YOUR INSTRUCTIONS:
Exactly as written, transcribe the lines that run from the one containing "Where can the wooden window" to the end of the records below.

* START SOURCE DATA *

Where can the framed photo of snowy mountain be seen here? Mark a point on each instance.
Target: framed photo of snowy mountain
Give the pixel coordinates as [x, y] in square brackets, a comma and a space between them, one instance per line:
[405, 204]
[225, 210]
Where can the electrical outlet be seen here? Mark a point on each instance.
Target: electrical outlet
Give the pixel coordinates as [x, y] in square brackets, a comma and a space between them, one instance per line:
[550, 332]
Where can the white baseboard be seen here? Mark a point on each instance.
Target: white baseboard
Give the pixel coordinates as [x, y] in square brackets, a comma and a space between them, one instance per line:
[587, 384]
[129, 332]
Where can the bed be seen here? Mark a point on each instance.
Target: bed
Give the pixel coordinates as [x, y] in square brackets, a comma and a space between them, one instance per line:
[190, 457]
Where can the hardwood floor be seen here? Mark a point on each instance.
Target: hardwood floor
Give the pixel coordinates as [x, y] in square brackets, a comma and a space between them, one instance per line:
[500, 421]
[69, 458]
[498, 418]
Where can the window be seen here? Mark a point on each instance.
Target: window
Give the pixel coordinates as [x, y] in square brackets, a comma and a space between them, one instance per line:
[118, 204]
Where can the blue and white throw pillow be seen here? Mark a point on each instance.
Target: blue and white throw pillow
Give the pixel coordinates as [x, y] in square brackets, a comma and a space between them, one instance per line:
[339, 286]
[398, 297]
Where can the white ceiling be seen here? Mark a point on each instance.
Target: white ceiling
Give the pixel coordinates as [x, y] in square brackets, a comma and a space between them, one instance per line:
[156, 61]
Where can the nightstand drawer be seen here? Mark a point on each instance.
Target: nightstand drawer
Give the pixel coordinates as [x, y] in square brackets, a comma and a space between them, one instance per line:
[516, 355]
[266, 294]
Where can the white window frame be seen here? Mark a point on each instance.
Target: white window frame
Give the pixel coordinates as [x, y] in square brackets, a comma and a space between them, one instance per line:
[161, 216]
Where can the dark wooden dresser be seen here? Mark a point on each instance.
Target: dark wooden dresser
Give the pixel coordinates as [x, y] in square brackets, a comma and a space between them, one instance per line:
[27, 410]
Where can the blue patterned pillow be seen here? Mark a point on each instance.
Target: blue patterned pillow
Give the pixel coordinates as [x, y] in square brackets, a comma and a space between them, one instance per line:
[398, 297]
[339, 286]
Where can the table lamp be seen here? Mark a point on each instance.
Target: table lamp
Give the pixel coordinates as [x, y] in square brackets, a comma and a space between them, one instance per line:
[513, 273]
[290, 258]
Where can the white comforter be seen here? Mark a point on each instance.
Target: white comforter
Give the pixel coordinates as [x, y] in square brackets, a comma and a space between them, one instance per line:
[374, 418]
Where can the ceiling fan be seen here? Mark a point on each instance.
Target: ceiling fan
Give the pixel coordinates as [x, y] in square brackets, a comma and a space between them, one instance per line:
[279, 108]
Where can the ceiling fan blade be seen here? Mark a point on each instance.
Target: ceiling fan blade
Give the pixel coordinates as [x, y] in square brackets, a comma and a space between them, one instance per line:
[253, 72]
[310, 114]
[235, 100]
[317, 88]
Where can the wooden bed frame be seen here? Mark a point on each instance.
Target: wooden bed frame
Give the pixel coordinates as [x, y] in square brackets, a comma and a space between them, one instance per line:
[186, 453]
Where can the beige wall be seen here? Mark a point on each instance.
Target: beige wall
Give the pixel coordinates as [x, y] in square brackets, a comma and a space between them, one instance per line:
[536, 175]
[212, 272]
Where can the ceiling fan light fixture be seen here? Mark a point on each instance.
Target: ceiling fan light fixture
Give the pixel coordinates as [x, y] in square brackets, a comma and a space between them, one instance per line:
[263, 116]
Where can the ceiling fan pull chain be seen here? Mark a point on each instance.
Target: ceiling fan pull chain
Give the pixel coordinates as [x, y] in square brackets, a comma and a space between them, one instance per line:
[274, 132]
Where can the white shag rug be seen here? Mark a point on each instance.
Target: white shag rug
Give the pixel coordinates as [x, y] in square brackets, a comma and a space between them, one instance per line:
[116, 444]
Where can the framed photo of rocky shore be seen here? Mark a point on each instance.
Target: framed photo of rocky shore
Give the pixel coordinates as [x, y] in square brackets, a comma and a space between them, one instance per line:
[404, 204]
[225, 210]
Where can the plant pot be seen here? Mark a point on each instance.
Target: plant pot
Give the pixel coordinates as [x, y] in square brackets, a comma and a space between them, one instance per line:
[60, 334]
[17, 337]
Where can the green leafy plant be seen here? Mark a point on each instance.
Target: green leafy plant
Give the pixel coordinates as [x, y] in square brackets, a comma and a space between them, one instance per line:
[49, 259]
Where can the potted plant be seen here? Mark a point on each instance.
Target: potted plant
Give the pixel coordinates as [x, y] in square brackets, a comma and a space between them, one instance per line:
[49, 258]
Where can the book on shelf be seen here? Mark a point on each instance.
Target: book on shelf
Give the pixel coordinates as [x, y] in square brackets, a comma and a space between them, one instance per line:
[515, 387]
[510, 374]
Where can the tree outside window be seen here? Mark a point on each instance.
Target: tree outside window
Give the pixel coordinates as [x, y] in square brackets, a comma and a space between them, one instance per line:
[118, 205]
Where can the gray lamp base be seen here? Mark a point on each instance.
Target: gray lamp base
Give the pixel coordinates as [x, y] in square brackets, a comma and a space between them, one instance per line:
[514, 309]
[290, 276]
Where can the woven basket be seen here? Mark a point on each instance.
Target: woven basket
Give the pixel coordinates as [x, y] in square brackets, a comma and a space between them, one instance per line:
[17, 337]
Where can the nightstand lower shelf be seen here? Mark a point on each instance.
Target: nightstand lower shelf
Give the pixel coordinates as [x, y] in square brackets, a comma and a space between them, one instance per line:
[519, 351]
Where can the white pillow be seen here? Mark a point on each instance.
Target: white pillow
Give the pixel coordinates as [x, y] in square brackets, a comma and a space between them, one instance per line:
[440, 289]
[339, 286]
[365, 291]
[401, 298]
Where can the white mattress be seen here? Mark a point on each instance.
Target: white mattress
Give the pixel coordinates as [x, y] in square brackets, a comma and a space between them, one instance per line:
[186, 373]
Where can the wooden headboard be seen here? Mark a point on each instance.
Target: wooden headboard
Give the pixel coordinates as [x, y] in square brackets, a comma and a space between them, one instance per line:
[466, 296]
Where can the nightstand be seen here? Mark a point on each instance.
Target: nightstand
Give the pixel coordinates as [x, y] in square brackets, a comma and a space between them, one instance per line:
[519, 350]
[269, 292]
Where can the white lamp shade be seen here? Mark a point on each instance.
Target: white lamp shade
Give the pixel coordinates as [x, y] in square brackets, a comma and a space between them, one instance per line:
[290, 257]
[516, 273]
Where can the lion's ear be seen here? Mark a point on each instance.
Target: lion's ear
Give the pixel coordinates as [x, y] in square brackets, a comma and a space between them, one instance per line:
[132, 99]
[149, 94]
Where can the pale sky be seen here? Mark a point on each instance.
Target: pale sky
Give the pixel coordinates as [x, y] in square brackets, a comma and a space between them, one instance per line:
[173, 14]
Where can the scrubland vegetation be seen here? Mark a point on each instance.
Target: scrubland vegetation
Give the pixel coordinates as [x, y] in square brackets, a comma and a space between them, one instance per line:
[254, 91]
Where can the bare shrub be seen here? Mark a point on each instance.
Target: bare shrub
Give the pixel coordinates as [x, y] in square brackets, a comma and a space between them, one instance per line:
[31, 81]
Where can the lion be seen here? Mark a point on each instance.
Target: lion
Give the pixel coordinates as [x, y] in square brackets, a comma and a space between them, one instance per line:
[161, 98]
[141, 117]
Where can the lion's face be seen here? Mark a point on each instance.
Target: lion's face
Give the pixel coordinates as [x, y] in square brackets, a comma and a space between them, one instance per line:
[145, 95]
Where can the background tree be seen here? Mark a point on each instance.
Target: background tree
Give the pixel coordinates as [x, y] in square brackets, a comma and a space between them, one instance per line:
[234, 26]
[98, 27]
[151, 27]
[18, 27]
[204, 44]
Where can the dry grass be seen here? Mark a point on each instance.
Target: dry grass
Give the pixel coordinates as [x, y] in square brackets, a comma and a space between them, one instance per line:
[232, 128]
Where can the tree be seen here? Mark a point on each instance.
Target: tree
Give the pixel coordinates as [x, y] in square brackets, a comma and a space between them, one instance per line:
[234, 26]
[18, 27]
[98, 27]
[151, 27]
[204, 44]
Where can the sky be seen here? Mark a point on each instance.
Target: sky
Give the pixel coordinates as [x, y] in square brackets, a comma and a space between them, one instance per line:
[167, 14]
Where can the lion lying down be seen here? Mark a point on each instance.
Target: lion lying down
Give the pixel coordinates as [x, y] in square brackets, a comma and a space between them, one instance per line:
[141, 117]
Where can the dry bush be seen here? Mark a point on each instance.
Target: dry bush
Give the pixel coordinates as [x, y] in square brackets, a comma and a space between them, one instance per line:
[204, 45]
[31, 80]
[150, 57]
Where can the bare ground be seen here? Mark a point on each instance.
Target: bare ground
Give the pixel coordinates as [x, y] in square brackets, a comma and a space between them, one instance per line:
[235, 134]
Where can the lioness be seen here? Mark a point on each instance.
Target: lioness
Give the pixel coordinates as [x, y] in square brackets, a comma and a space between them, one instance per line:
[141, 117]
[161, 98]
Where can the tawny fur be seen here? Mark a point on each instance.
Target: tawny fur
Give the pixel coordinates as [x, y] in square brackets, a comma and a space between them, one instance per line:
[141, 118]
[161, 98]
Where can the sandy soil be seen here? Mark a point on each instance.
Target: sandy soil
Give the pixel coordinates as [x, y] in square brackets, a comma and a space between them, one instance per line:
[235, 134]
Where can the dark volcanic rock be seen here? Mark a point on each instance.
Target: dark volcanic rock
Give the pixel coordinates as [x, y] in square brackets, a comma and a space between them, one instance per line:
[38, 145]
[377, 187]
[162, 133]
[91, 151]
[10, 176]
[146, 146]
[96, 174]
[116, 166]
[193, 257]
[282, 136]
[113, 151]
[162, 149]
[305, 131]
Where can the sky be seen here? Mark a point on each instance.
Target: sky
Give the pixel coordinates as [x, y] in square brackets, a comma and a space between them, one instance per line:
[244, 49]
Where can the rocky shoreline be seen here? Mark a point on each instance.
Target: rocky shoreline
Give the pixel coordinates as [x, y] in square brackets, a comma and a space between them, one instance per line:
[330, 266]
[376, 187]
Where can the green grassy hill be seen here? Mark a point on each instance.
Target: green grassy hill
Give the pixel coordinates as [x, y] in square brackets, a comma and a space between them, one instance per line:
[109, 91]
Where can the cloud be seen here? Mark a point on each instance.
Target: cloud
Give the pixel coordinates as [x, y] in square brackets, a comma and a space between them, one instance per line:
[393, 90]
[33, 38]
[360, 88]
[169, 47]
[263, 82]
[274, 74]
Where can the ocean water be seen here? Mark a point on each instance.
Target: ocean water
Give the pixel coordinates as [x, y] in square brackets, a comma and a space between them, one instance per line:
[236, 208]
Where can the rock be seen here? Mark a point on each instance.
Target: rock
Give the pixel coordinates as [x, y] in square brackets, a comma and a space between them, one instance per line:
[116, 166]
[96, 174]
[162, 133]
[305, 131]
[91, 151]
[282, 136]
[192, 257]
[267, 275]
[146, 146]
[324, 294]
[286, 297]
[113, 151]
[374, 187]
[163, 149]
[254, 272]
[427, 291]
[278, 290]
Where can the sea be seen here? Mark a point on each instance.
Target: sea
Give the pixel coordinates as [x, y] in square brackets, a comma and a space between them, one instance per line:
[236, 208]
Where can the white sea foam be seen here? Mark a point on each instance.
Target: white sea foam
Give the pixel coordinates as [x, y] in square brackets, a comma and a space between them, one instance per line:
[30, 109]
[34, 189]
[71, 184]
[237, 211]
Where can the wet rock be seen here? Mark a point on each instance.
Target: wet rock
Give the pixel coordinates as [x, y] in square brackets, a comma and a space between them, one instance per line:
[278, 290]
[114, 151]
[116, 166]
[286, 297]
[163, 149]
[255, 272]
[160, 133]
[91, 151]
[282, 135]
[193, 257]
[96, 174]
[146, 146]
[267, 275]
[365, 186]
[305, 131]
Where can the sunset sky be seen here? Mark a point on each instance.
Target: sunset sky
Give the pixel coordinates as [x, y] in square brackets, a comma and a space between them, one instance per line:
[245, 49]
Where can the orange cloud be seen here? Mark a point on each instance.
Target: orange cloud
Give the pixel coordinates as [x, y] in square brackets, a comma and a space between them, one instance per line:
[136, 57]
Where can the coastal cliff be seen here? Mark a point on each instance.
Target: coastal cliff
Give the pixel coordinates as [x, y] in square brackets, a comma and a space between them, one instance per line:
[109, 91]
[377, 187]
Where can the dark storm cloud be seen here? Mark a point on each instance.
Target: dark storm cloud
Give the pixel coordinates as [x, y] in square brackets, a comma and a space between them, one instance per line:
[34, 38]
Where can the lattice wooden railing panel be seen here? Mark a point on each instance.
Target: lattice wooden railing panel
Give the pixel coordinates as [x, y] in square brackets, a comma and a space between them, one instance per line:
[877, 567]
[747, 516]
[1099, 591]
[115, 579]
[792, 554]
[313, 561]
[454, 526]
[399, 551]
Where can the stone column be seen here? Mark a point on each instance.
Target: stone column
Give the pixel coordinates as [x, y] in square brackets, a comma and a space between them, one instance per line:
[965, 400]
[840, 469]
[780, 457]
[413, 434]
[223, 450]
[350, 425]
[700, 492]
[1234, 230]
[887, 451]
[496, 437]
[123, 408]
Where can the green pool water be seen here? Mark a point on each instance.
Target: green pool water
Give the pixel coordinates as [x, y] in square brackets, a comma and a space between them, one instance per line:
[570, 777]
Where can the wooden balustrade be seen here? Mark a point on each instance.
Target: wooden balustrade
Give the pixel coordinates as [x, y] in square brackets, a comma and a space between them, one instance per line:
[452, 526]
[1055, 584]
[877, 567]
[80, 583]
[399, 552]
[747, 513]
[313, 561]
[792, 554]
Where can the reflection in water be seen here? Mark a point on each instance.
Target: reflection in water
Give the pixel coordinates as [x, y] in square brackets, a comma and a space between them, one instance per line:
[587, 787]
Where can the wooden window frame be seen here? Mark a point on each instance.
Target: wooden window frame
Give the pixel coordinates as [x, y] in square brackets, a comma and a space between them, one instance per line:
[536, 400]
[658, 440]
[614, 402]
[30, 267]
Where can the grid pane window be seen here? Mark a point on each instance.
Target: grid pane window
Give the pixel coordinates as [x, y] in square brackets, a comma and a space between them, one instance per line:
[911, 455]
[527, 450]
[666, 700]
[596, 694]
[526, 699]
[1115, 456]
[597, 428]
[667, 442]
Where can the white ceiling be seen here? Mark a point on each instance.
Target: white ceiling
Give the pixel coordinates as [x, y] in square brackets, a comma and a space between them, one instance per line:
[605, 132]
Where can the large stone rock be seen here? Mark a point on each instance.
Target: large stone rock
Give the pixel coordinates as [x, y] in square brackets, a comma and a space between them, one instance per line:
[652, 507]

* END SOURCE DATA *

OUTPUT OF THE TASK:
Where can the wooden window frame be seen here? Mark a point on each instance.
Target: wooden window frame
Give the pixel coordinates as [x, y] in square brackets, a comma and a space between them, one instance per line:
[536, 400]
[658, 440]
[614, 402]
[30, 267]
Where can the grid pane window be seen here? Mark a point on each instance.
Target: grid pane window
Give the pixel coordinates as [x, y] in square brackets, a comma and a space between them, one instance per line:
[911, 455]
[527, 450]
[666, 700]
[596, 694]
[526, 699]
[1115, 456]
[597, 428]
[667, 442]
Where can the white ceiling be seen here? Mark a point on each instance.
Target: white ceiling
Give the pixel coordinates as [x, y] in square brackets, a comma and a space between them, one instance per line:
[605, 132]
Where can the large stone rock be seen here? Mark a point on each instance.
Target: large stone rock
Give the pixel coordinates as [x, y] in square brackets, a comma and a space between them, one instance per line:
[652, 507]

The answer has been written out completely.